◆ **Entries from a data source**
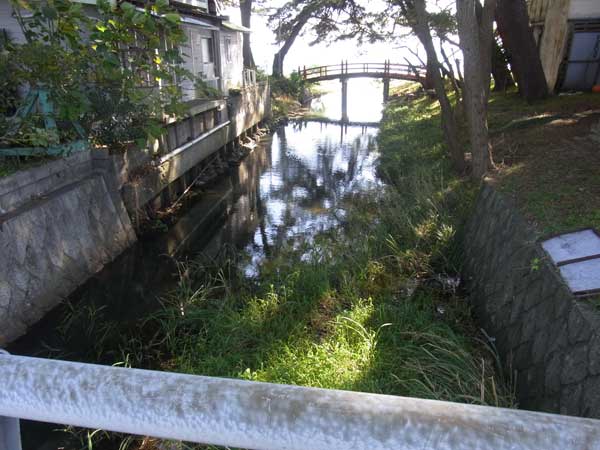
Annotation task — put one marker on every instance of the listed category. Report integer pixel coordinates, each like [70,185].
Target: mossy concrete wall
[550,339]
[59,224]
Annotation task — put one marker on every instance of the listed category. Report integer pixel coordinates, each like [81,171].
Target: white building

◆ **TASK REQUIREMENTS**
Reproduce the text of every entry above word for word, and leave the pictures out of your answer.

◆ **PROBLEM SOLUTION**
Annotation task — put one marker on every instance of the listed category. Report integer pixel coordinates, each like [70,185].
Target: mossy concrete wall
[550,339]
[59,224]
Annotation task — put one marker on every instance of the listed category. Report integer pixel coordinates, each like [81,171].
Target: white building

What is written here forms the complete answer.